====== SELECTION ======

Calculate - Calculate the new macroscopic moments at each point
Infer - Infer the local equilibrium distribution.
Collide - Perform the BGK collision operation.

Consider the first step; at a given value of velocity $q\Delta q$ the distribution function will be advected a distance $q\Delta q\Delta t$ in one timestep. In order that the advected distribution function lands back on our grid after one timestep we require $\Delta q = \Delta x / \Delta t$. This means that in “lattice units” the velocities are always just an integer $q$, and the values of $f$ with lattice velocity $q$ in phase-space just gets shifted $q$ lattice points along. Mathematically this can be written $f(t+1, x, q) = f(t, x - q, q)$ which is familiar from the article where we derived the Boltzmann equation.

Perhaps it is possible to have non integer velocities in lattice units, but this would presumably cause spurious numerical diffusion.

For the second step, lets do the obvious thing and just approximate the moments with a finite sum

$$\mathbb E[Q^k(t, x)] \approx \sum_{q=-N}^{N} f(t, x, q) (q\Delta q)^k$$

Then we can calculate the value of the equilibrium distribution at each point in phase space using the analytical form above

$$f^\mathbf{eq}(t, x, q) = \frac{\rho(t, x)}{\sqrt{\theta(t, x)}}w\left(\frac{q\Delta q - u(t, x)}{\sqrt{\theta(t, x)}}\right) $$

Once we have calculated the equilibrium distribution, the last step is simple. For each point in our phase-space grid we just perform the BGK collision

$$\begin{align} f(t+1, x, q) &= f(t, x, q) - \Omega(t, x, q)\\ &= f(t, x, q) - \omega \big(f(t, x, q) - f^\mathbf{eq}(t, x, q)\big) \\ &= (1 - \omega)\,f(t, x, q) + \omega\, f^\mathrm{eq}(t, x, q) \end{align}$$

where $\omega = {\Delta t}/{\tau}$.

For the final Lattice-Boltzmann method steps 2, 3 and 4 are often not split out as separate steps, and indeed they can often be performed in one operation. Even step 1 can be combined with the others into a single unified step depending on how we eventually code things.

This scheme will work (kind of). You can code it up and run some simulations and you’ll see things happening. But pretty quickly you’ll notice that our precious fluid is leaking away! Where’s it going? Ultimately, the problem is that our calculation of the moments is only approximate.

======

[WORK TO DO]:
• A. Rewrite the paragraph of the Lattice-Boltzmann excerpt that begins "For the final Lattice-Boltzmann method" as a short bulleted list that keeps its main facts.
• B. List each line of the rows below that contains the string "foreground", matching case exactly.

====== STORED ROWS ======

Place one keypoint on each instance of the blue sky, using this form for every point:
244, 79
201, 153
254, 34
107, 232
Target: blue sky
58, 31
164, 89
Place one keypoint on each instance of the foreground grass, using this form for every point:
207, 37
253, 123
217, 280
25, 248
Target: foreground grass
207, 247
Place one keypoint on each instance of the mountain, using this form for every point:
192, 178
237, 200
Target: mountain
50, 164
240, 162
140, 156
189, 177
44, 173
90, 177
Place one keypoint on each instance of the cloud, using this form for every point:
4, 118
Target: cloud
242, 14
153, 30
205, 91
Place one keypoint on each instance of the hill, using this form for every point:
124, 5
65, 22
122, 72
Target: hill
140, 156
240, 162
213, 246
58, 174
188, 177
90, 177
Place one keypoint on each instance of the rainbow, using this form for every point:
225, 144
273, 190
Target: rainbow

======

[EXERCISE RESPONSES]:
• A.
- In the final Lattice-Boltzmann method, steps 2, 3 and 4 are often not split out as separate steps and can often be done in one operation.
- Step 1 can also be combined with the others into a single unified step, depending on how the code is eventually written.

• B.
Place one keypoint on each instance of the foreground grass, using this form for every point:
Target: foreground grass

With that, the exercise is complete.